Records from a collection
-------

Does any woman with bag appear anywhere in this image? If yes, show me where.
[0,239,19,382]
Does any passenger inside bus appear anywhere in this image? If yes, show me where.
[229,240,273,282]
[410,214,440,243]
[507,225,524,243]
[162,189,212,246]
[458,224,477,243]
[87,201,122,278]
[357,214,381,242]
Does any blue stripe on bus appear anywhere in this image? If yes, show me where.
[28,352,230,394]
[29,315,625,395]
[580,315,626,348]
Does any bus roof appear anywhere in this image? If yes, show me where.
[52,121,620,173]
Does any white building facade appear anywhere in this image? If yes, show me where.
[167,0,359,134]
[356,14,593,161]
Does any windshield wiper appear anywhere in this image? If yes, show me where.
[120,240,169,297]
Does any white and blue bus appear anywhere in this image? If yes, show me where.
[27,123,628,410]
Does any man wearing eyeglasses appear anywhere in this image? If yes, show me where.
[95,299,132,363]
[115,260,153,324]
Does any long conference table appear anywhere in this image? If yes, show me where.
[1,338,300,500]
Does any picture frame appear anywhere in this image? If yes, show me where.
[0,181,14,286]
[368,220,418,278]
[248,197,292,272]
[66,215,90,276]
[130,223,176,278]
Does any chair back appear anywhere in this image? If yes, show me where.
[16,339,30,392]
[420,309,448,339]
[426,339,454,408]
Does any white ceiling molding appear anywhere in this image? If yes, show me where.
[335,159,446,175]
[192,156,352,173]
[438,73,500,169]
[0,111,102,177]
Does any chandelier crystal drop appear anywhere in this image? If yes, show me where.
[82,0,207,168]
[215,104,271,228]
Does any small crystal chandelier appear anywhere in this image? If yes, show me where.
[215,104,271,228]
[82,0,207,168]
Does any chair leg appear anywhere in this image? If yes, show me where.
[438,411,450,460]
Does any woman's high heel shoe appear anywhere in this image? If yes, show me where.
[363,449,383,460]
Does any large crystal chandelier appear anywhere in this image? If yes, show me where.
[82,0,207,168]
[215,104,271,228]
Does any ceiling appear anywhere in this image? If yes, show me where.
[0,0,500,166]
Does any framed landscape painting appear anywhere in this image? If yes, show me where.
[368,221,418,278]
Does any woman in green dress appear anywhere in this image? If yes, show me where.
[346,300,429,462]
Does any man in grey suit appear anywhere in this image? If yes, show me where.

-------

◆ **WHAT IS ASKED**
Recast the lines above as a Markdown table with two columns, Row and Line, numbering each line and leaving out any blank lines.

◆ **CORRECT OUTPUT**
| Row | Line |
|---|---|
| 1 | Does any woman with bag appear anywhere in this image? If yes, show me where. |
| 2 | [0,239,19,382] |
| 3 | Does any passenger inside bus appear anywhere in this image? If yes, show me where. |
| 4 | [229,240,273,282] |
| 5 | [410,214,440,243] |
| 6 | [507,225,524,243] |
| 7 | [162,189,212,246] |
| 8 | [458,224,477,243] |
| 9 | [87,201,122,278] |
| 10 | [357,214,381,242] |
| 11 | Does any blue stripe on bus appear anywhere in this image? If yes, show me where. |
| 12 | [28,352,230,394] |
| 13 | [29,315,625,395] |
| 14 | [580,315,626,348] |
| 15 | Does any bus roof appear anywhere in this image? If yes, show me where. |
| 16 | [52,121,620,173] |
| 17 | Does any white building facade appear anywhere in this image? If yes, show me where. |
| 18 | [167,0,359,134] |
| 19 | [356,14,593,161] |
| 20 | Does any windshield wiper appear anywhere in this image? If yes, show me where. |
| 21 | [120,240,169,297] |
| 22 | Does any white and blue bus appear anywhere in this image? If yes, show me where. |
| 23 | [27,123,628,410] |
| 24 | Does any man wearing eyeglasses appear anywhere in this image? If yes, show me where. |
| 25 | [95,299,132,363] |
| 26 | [115,260,153,324] |
| 27 | Does any long conference table appear anywhere in this image? If yes, show me where. |
| 28 | [1,338,300,500] |
| 29 | Does any picture frame appear anywhere in this image? If yes, show me where. |
| 30 | [0,181,14,286] |
| 31 | [368,220,418,278] |
| 32 | [248,197,292,272] |
| 33 | [66,215,90,276] |
| 34 | [130,223,176,278] |
| 35 | Does any chair back appear anywhere in this image? If yes, show me where. |
| 36 | [16,339,30,392] |
| 37 | [420,309,448,339] |
| 38 | [426,339,454,408] |
| 39 | Does any white ceiling molding appear anywhere in this image? If yes, show me where. |
| 40 | [335,159,446,175] |
| 41 | [192,156,352,173] |
| 42 | [438,73,500,169] |
| 43 | [0,111,102,177] |
| 44 | Does any chandelier crystal drop appear anywhere in this image? If yes, show me where. |
| 45 | [82,0,207,168] |
| 46 | [215,104,271,228] |
| 47 | Does any small crystal chandelier appear anywhere in this image? If yes, show me where. |
| 48 | [215,104,271,228] |
| 49 | [82,0,207,168] |
| 50 | Does any chair leg appear anywhere in this image? If yes, show me where. |
| 51 | [438,411,450,460] |
| 52 | Does any woman's high heel shoe appear anywhere in this image? If yes, show me where. |
| 53 | [363,449,383,460] |
| 54 | Does any large crystal chandelier appear anywhere in this image? If yes, show me where. |
| 55 | [82,0,207,168] |
| 56 | [215,104,271,228] |
| 57 | Does any ceiling appear anywhere in this image? If yes, show me where. |
| 58 | [0,0,500,166] |
| 59 | Does any framed landscape painting appear anywhere in this image? If yes, show me where. |
| 60 | [368,221,418,278] |
| 61 | Does any woman in green dress appear anywhere in this image? If yes, show me where. |
| 62 | [346,300,429,462] |
| 63 | Does any man in grey suit appear anywhere in this image? If yes, show me where. |